» Exercise passage
━━━━━━
Universal Health Coverage: Are Older Adults Being Left Behind? Evidence From Aging Cohorts In Twenty-Three Countries
- James Macinko ([email protected]) is a professor in the Fielding School of Public Health at the University of California Los Angeles, in Los Angeles, California.
- Flavia Cristina Drumond Andrade is an associate professor in the School of Social Work at the University of Illinois at Urbana-Champaign, in Urbana, Illinois.
- Fabiola Bof de Andrade is an assistant professor in the Rene Rachou Research Institute at the Fundação Oswaldo Cruz, in Belo Horizonte, Minas Gerais, Brazil.
- Maria Fernanda Lima-Costa is a professor in the Rene Rachou Research Institute, Fundação Oswaldo Cruz, and the Public Health Postgraduate Program at the Federal University of Minas Gerais, in Belo Horizonte, Brazil.
━━━━━━
Images for locating objects
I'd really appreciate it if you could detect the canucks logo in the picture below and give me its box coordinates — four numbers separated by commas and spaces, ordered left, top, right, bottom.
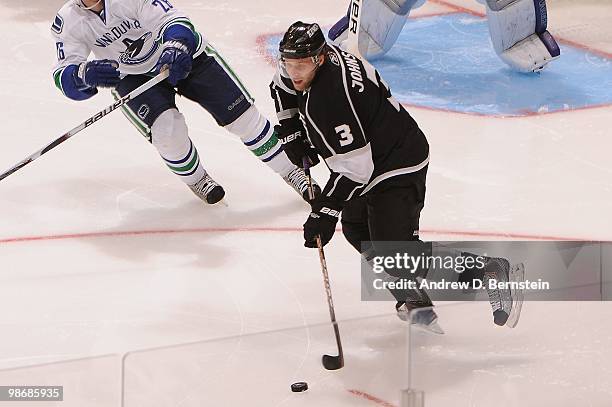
51, 14, 64, 34
119, 32, 159, 65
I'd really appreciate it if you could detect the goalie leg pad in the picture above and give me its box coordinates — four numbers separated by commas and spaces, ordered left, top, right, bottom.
486, 0, 560, 72
151, 109, 206, 185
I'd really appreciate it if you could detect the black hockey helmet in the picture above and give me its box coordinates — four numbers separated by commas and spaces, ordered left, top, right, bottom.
278, 21, 326, 59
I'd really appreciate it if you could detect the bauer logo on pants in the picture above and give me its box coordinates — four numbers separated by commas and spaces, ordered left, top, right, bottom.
138, 105, 151, 120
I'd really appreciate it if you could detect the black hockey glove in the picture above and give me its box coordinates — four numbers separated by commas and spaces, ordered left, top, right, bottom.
155, 40, 193, 86
304, 195, 342, 248
274, 125, 319, 168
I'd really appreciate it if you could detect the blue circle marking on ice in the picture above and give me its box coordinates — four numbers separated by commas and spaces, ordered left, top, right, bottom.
266, 13, 612, 116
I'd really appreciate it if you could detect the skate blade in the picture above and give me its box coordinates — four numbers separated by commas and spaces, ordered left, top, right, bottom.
415, 319, 446, 335
506, 263, 525, 328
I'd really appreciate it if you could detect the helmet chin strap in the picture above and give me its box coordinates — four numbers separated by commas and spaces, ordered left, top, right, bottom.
79, 0, 102, 10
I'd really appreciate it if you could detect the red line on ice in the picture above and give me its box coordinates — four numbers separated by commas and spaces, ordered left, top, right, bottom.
0, 227, 593, 245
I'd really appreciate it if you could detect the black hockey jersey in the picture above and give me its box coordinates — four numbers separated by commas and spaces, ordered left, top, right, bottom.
270, 45, 429, 201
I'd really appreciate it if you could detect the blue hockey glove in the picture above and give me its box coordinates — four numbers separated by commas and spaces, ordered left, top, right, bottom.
155, 40, 192, 86
75, 59, 120, 88
304, 195, 342, 248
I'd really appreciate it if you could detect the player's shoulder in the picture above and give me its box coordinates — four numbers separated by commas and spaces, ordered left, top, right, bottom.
51, 0, 83, 35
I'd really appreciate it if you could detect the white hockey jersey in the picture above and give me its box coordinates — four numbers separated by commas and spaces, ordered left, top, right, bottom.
51, 0, 207, 82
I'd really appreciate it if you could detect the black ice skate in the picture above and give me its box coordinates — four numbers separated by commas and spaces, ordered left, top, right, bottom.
484, 257, 525, 328
395, 301, 444, 335
189, 173, 225, 205
283, 167, 321, 202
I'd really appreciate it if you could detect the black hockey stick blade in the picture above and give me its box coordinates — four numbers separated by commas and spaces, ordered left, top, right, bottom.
321, 355, 344, 370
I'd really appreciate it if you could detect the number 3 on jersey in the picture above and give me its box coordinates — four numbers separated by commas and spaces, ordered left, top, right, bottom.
334, 124, 353, 147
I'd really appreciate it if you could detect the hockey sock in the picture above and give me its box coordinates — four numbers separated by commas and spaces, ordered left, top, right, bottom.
151, 109, 206, 185
225, 105, 296, 177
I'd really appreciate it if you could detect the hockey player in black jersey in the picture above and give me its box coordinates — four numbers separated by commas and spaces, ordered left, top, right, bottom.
270, 21, 520, 330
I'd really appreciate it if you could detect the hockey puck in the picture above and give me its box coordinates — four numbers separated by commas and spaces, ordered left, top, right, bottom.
291, 382, 308, 393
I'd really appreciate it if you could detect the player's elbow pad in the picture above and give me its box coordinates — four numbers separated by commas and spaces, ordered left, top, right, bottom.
55, 65, 98, 100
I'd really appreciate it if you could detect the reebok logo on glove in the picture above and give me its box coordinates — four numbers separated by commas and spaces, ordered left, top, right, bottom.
320, 206, 340, 218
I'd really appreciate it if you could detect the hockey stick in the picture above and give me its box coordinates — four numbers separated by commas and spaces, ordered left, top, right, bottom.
0, 70, 169, 181
303, 157, 344, 370
346, 0, 366, 59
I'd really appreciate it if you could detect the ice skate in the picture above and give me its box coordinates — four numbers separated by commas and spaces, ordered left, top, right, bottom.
395, 301, 444, 335
188, 173, 225, 205
484, 257, 525, 328
283, 167, 321, 202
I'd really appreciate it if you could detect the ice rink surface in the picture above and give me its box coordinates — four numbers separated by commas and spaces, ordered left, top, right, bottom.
0, 0, 612, 407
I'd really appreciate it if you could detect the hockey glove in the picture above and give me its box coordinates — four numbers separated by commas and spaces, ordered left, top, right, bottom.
74, 59, 120, 89
274, 125, 319, 168
304, 195, 342, 248
155, 40, 193, 86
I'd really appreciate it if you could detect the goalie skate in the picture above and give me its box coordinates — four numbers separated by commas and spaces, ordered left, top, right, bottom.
395, 301, 444, 335
484, 257, 525, 328
189, 173, 225, 205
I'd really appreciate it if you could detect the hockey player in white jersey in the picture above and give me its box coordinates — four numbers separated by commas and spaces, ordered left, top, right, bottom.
51, 0, 320, 204
329, 0, 561, 72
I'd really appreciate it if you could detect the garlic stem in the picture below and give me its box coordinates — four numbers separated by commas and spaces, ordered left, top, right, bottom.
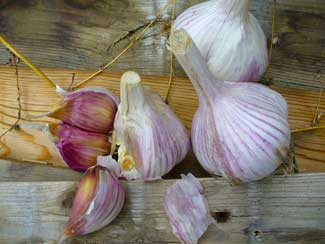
171, 29, 223, 103
120, 71, 145, 116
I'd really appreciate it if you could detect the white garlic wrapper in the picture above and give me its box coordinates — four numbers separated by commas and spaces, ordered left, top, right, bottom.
114, 71, 190, 180
174, 0, 268, 82
172, 30, 290, 182
164, 174, 215, 244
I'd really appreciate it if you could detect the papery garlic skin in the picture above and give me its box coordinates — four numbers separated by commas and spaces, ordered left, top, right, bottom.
48, 88, 119, 134
164, 174, 215, 244
49, 123, 111, 171
61, 161, 125, 243
174, 0, 268, 82
114, 71, 190, 180
173, 30, 290, 182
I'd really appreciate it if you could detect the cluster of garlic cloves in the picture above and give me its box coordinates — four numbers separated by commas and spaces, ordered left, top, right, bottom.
172, 30, 290, 182
174, 0, 268, 82
114, 71, 190, 180
48, 87, 119, 134
47, 88, 119, 171
49, 123, 111, 172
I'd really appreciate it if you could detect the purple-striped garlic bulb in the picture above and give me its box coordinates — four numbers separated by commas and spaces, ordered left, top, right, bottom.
114, 71, 190, 180
49, 123, 111, 171
60, 158, 125, 243
174, 0, 268, 82
47, 87, 119, 134
172, 30, 290, 182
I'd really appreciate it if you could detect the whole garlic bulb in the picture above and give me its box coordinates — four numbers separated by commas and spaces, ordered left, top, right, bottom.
174, 0, 268, 82
172, 30, 290, 182
114, 71, 190, 180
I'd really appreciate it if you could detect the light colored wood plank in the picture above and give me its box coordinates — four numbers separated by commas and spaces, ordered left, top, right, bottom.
0, 0, 325, 88
0, 174, 325, 244
0, 66, 325, 173
0, 159, 83, 182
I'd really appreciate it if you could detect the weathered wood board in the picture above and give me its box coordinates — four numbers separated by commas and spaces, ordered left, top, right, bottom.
0, 170, 325, 244
0, 159, 83, 182
0, 66, 325, 173
0, 0, 325, 88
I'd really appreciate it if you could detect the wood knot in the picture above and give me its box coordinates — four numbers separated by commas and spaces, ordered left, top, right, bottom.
212, 211, 231, 223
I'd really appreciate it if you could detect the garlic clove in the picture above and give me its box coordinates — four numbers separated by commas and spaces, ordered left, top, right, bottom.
48, 88, 119, 134
174, 0, 268, 82
172, 30, 291, 182
114, 71, 190, 180
49, 123, 111, 171
61, 159, 125, 243
164, 174, 215, 244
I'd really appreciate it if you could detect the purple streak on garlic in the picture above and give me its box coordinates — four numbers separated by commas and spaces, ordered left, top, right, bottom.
60, 160, 125, 243
48, 88, 119, 134
49, 123, 111, 171
164, 174, 215, 244
114, 71, 190, 180
174, 0, 268, 82
172, 30, 290, 182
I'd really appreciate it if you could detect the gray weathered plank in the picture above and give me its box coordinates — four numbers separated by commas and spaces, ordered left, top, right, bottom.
0, 0, 325, 88
0, 174, 325, 244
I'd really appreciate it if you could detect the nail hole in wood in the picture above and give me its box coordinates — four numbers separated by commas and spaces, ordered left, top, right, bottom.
213, 211, 231, 223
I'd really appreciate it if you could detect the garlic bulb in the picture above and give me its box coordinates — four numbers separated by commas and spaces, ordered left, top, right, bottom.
60, 156, 125, 243
172, 30, 290, 182
174, 0, 268, 81
114, 71, 190, 180
49, 123, 111, 171
164, 174, 215, 244
47, 88, 119, 134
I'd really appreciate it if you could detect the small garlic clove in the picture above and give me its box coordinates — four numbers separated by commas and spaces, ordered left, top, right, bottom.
61, 161, 125, 243
172, 30, 291, 182
164, 174, 215, 244
174, 0, 268, 82
49, 123, 111, 171
114, 72, 190, 180
48, 88, 119, 134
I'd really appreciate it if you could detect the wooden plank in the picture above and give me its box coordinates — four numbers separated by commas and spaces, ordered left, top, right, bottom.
0, 0, 325, 88
0, 173, 325, 244
0, 66, 325, 173
0, 159, 82, 182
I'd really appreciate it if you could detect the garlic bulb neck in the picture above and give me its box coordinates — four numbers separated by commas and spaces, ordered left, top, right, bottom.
172, 30, 290, 182
120, 71, 145, 116
172, 30, 223, 104
173, 0, 268, 82
114, 71, 190, 181
214, 0, 250, 18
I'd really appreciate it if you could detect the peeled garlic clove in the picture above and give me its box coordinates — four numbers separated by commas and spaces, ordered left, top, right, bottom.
61, 159, 125, 243
48, 88, 119, 134
172, 30, 290, 182
174, 0, 268, 82
114, 71, 190, 180
164, 174, 215, 244
49, 123, 111, 171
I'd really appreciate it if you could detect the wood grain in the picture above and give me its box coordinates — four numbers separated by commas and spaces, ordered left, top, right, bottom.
0, 66, 325, 174
0, 174, 325, 244
0, 159, 83, 182
0, 0, 325, 88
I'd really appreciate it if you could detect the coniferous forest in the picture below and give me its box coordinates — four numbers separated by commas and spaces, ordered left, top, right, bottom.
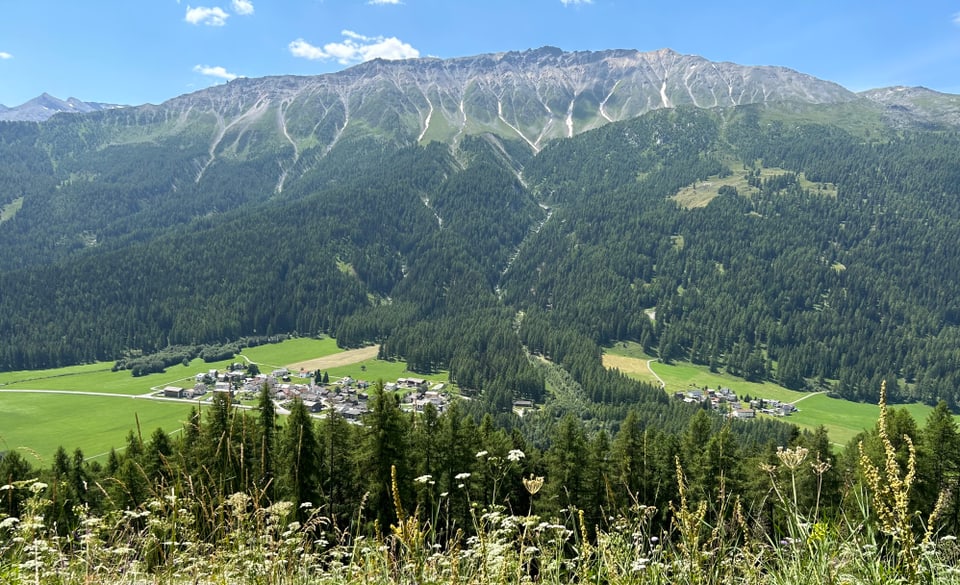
0, 84, 960, 583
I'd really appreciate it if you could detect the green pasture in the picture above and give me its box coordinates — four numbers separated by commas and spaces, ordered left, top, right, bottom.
236, 337, 343, 373
0, 338, 449, 466
605, 343, 948, 446
0, 392, 194, 467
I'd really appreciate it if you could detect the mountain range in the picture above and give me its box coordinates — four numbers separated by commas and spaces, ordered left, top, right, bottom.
0, 93, 123, 122
0, 47, 960, 405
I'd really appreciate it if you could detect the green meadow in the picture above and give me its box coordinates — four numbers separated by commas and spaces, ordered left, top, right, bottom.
0, 393, 191, 467
0, 337, 449, 465
605, 343, 948, 446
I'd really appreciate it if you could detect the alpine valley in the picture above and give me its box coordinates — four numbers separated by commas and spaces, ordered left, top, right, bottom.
0, 48, 960, 410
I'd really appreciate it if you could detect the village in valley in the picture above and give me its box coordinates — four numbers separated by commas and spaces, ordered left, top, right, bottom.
673, 388, 798, 418
154, 363, 453, 422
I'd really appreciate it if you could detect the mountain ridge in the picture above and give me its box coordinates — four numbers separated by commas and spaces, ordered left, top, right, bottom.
0, 92, 125, 122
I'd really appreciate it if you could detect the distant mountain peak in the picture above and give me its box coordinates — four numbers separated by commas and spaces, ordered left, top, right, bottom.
0, 92, 124, 122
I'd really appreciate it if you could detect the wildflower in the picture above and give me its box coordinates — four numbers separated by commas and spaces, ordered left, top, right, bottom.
777, 447, 809, 471
523, 473, 543, 496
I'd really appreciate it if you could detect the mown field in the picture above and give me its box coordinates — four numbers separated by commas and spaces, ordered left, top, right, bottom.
0, 337, 449, 466
604, 343, 948, 446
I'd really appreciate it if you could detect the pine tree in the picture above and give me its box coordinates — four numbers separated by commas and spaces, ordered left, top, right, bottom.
279, 397, 321, 521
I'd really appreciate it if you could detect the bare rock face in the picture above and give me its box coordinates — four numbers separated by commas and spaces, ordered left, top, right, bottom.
0, 93, 122, 122
154, 47, 857, 151
859, 86, 960, 126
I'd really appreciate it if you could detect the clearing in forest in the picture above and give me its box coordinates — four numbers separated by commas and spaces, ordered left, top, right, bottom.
603, 353, 655, 383
287, 345, 380, 372
671, 161, 837, 209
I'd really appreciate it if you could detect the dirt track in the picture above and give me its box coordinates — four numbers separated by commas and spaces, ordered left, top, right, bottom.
287, 345, 380, 372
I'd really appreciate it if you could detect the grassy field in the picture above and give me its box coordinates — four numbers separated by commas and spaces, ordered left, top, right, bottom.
0, 338, 440, 465
604, 343, 948, 446
0, 394, 191, 467
673, 164, 837, 209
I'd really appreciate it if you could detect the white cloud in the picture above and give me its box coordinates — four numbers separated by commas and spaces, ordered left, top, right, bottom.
193, 65, 241, 81
183, 5, 230, 26
288, 30, 420, 65
233, 0, 253, 16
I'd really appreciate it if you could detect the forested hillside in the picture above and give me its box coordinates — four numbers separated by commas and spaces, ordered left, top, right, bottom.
0, 97, 960, 410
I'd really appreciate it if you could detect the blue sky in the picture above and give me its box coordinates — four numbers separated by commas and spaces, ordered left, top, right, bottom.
0, 0, 960, 106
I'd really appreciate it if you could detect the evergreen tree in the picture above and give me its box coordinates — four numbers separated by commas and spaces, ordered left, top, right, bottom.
278, 397, 322, 521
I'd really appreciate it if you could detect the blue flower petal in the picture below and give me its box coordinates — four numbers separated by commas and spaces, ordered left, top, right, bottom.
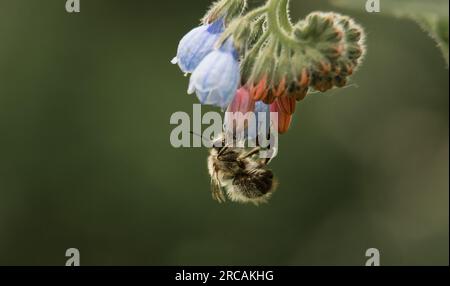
172, 20, 224, 73
188, 39, 240, 109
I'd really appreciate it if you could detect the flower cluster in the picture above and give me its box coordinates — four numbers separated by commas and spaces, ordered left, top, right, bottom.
173, 0, 365, 134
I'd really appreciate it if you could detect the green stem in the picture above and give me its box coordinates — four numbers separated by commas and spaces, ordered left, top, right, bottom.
267, 0, 296, 46
278, 0, 293, 34
244, 6, 267, 20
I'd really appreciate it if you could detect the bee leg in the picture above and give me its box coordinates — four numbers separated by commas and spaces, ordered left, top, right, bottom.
238, 147, 262, 160
211, 178, 226, 203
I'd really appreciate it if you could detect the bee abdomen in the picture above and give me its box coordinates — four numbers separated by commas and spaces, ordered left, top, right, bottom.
233, 169, 274, 200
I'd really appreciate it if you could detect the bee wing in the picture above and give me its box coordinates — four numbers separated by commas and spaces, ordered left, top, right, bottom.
211, 175, 226, 203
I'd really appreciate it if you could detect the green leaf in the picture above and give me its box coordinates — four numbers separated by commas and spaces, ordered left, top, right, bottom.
331, 0, 449, 65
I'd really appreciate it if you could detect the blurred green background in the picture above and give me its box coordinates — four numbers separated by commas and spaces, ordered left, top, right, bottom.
0, 0, 449, 265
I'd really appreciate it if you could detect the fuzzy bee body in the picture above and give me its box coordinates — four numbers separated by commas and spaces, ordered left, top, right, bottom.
208, 143, 277, 205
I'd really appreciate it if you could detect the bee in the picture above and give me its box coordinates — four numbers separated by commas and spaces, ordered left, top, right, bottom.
208, 135, 277, 205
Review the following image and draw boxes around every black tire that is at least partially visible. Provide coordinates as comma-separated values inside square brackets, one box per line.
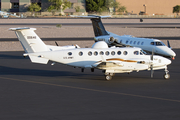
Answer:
[106, 75, 112, 81]
[164, 74, 170, 80]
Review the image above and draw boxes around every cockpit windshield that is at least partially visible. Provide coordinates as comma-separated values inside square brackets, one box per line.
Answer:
[156, 42, 165, 46]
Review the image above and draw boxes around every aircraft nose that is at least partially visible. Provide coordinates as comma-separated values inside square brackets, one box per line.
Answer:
[163, 58, 171, 65]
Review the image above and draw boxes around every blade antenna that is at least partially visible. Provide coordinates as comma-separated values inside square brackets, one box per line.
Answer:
[55, 41, 59, 46]
[167, 40, 171, 49]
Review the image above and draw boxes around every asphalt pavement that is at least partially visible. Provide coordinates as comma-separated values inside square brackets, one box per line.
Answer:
[0, 49, 180, 120]
[0, 23, 180, 28]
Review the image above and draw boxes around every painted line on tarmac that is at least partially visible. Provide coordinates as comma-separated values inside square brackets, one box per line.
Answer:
[0, 77, 180, 103]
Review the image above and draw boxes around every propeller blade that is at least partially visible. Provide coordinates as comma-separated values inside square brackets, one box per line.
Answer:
[150, 49, 154, 78]
[55, 41, 59, 46]
[151, 65, 154, 78]
[167, 40, 171, 49]
[151, 49, 154, 60]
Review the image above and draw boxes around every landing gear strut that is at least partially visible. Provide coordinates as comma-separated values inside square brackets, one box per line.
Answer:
[164, 67, 170, 79]
[105, 73, 115, 81]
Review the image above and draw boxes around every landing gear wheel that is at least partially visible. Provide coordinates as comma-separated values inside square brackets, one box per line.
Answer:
[106, 75, 112, 81]
[164, 74, 170, 80]
[109, 73, 115, 76]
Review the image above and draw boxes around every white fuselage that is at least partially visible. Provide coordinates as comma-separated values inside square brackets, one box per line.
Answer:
[95, 32, 176, 57]
[29, 47, 171, 73]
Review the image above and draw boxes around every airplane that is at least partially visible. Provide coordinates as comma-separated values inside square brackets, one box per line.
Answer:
[9, 28, 171, 80]
[0, 11, 20, 18]
[71, 15, 176, 59]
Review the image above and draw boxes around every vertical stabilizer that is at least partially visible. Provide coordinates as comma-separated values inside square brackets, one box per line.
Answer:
[91, 17, 108, 37]
[10, 28, 49, 53]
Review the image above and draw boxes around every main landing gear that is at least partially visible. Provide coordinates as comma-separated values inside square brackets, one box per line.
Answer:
[105, 73, 115, 81]
[164, 67, 170, 80]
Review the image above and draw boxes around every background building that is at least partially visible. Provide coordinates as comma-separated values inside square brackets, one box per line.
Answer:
[0, 0, 85, 13]
[116, 0, 180, 15]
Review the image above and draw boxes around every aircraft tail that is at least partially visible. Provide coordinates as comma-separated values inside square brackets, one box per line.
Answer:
[70, 15, 111, 37]
[10, 28, 50, 64]
[10, 28, 49, 53]
[91, 17, 108, 37]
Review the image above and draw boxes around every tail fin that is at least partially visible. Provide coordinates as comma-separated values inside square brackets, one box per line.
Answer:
[10, 28, 49, 53]
[91, 17, 108, 37]
[70, 15, 111, 37]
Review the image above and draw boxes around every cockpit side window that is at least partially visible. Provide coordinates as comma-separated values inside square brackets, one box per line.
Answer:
[134, 51, 139, 55]
[105, 51, 109, 55]
[99, 51, 104, 55]
[88, 51, 92, 56]
[94, 51, 98, 56]
[156, 42, 164, 46]
[151, 42, 154, 45]
[141, 42, 144, 45]
[68, 52, 72, 56]
[111, 51, 115, 55]
[123, 51, 128, 55]
[79, 51, 83, 56]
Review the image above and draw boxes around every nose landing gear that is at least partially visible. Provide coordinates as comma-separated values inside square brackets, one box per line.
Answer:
[105, 73, 115, 81]
[164, 67, 170, 80]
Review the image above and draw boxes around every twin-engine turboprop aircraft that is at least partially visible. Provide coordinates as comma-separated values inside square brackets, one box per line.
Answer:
[10, 28, 171, 80]
[72, 15, 176, 59]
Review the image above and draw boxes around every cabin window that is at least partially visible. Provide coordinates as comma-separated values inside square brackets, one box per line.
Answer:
[79, 52, 83, 56]
[140, 50, 147, 55]
[105, 51, 109, 55]
[137, 41, 140, 45]
[134, 51, 139, 55]
[151, 42, 154, 45]
[99, 51, 104, 55]
[68, 52, 72, 56]
[111, 51, 115, 55]
[123, 51, 128, 55]
[94, 51, 98, 56]
[88, 51, 92, 56]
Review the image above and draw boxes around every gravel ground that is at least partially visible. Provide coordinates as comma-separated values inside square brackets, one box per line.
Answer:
[0, 19, 180, 51]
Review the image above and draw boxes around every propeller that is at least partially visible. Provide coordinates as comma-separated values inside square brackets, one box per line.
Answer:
[167, 40, 171, 49]
[150, 49, 154, 78]
[55, 41, 59, 46]
[109, 37, 114, 43]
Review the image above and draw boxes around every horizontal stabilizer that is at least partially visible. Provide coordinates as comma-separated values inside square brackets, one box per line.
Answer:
[70, 15, 111, 19]
[29, 55, 49, 64]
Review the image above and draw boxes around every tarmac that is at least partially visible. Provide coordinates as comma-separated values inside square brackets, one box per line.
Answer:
[0, 49, 180, 120]
[0, 19, 180, 120]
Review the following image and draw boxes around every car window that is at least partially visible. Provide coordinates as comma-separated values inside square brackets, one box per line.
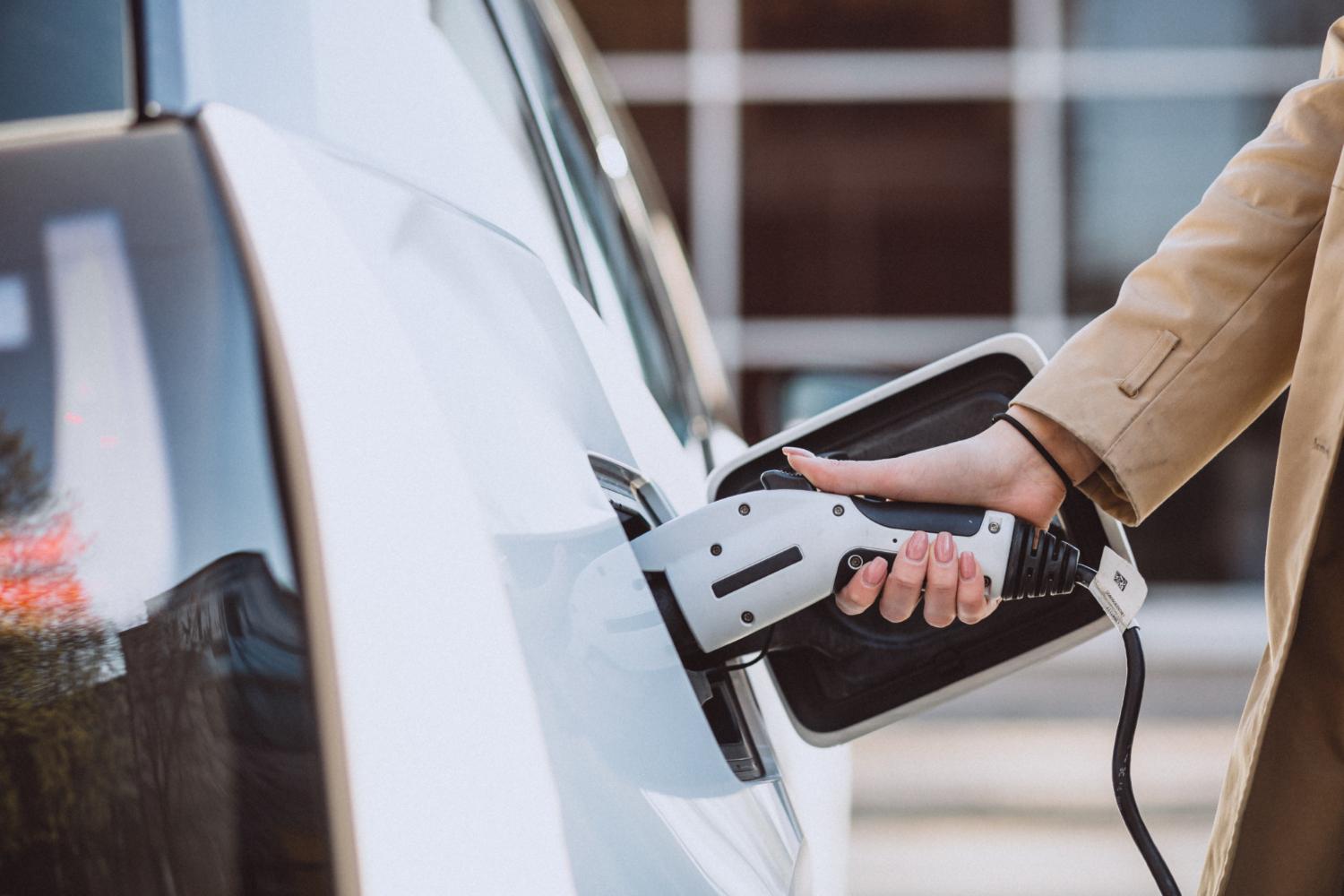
━━━━━━
» Task requirements
a - Reproduce the part of the passage on universal health coverage for older adults from "- Flavia Cristina" to "in Urbana, Illinois.".
b - Continue the passage on universal health coverage for older adults from its final line.

» Answers to the exercises
a -
- Flavia Cristina Drumond Andrade is an associate professor in the School of Social Work at the University of Illinois at Urbana-Champaign, in Urbana, Illinois.

b -
Countries around the world have committed to achieving universal health coverage as part of the Sustainable Development Goals agreed upon by all United Nations members, intended to be achieved by 2030. But important population groups such as older adults are rarely examined as part of Sustainable Development Goals monitoring and evaluation efforts. This study uses recent (2014–16) high-quality, individual-level data from several aging cohorts representing more than 100,000 adults ages fifty and older in twenty-three high- and middle-income countries. After individual characteristics and health needs were controlled for, national rates varied up to tenfold for poor access (no doctor visit) and threefold for potential overutilization (fifteen or more doctor visits and multiple hospitalizations) in the past year. Catastrophic expenditures (25 percent or more of household income spent out of pocket on health care) averaged 9 percent, with the highest rates observed in middle-income countries and among sicker populations in some high-income countries. Strengthening universal health coverage for older adults will require greater tailoring and targeting of benefits to meet this population’s health needs while protecting them from catastrophic health expenditures.